**EXTRACTED ENTRIES:**

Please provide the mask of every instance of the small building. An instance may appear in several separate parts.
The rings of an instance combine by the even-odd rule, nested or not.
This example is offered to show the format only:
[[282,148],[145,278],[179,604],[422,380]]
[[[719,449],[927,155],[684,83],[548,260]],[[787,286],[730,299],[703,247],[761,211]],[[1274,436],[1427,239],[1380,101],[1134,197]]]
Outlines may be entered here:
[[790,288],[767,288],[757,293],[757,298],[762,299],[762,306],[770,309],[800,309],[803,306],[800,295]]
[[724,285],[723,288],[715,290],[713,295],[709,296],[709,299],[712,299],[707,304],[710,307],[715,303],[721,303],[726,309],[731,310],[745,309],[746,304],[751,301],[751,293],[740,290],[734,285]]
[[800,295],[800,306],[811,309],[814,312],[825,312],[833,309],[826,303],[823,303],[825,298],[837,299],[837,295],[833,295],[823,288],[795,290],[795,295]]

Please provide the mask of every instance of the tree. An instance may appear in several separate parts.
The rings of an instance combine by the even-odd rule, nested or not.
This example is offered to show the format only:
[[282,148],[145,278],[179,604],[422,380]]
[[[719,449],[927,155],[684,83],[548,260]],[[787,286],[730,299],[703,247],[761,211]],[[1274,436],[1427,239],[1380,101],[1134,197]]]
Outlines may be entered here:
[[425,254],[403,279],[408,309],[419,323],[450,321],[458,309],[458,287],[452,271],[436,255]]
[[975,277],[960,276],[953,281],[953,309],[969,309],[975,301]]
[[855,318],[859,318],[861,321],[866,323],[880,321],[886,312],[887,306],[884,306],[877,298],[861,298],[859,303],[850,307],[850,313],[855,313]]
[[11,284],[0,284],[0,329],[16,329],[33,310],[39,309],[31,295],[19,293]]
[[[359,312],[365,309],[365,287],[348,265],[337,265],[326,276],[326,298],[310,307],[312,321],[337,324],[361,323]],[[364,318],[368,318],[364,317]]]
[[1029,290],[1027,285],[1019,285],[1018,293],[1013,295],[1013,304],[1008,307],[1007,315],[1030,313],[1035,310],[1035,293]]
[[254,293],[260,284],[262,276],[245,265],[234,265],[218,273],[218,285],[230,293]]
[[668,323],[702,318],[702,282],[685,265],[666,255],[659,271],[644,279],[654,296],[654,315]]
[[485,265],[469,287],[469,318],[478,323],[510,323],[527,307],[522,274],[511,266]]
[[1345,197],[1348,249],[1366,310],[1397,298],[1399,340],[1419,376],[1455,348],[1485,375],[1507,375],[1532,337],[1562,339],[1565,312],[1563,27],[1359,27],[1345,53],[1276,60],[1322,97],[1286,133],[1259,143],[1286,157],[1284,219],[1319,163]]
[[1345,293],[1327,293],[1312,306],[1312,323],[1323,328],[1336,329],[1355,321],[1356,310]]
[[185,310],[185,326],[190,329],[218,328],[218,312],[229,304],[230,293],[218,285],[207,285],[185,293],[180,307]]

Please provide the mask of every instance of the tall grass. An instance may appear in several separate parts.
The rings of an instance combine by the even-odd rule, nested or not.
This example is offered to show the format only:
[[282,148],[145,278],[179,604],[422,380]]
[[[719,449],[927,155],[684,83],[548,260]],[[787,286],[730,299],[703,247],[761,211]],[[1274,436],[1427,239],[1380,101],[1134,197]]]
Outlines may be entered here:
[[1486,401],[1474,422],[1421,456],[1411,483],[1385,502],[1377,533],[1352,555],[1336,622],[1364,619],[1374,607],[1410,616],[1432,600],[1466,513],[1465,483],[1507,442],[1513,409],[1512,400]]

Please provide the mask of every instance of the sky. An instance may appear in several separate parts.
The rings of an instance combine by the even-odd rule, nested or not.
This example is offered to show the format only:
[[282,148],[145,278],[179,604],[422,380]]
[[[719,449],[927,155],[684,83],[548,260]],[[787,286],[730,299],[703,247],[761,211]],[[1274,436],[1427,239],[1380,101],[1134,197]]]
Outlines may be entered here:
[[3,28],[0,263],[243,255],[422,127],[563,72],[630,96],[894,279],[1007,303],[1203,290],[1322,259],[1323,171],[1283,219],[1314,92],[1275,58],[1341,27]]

**SHORT EXERCISE:**
Copy exactly the lines of the listing above, beginning at the line with "Please provide the mask of every instance of the tall" and ending at its final line; write out nothing else.

**COMPLETED EXERCISE:**
Please provide the mask of every instance of the tall grass. An instance may appear in several separate parts.
The rings of an instance combine by the even-odd rule, nested or not.
This example is offered to show the format only:
[[282,148],[145,278],[179,604],[422,380]]
[[[719,449],[927,155],[684,83],[548,260]],[[787,286],[730,299],[703,247],[761,211]],[[1274,436],[1427,239],[1380,101],[1134,197]]]
Outlines may be entered here:
[[1486,401],[1474,422],[1421,456],[1411,483],[1385,502],[1377,533],[1352,555],[1336,622],[1364,619],[1374,607],[1410,616],[1432,600],[1466,513],[1465,483],[1507,442],[1513,409],[1512,400]]

Please provide the mask of every instance of the sky. An instance may appear in several separate parts.
The rings of an instance combine by the even-odd rule, nested or not.
This example is offered to show the format only:
[[282,148],[145,278],[179,604],[422,380]]
[[[719,449],[927,155],[684,83],[548,260]],[[787,286],[730,299],[703,247],[761,211]],[[1274,436],[1427,239],[1380,101],[1134,197]]]
Outlines may be entered here:
[[3,28],[0,263],[243,255],[422,127],[563,72],[630,96],[894,279],[1007,303],[1203,290],[1322,259],[1323,171],[1283,219],[1314,92],[1275,58],[1341,27]]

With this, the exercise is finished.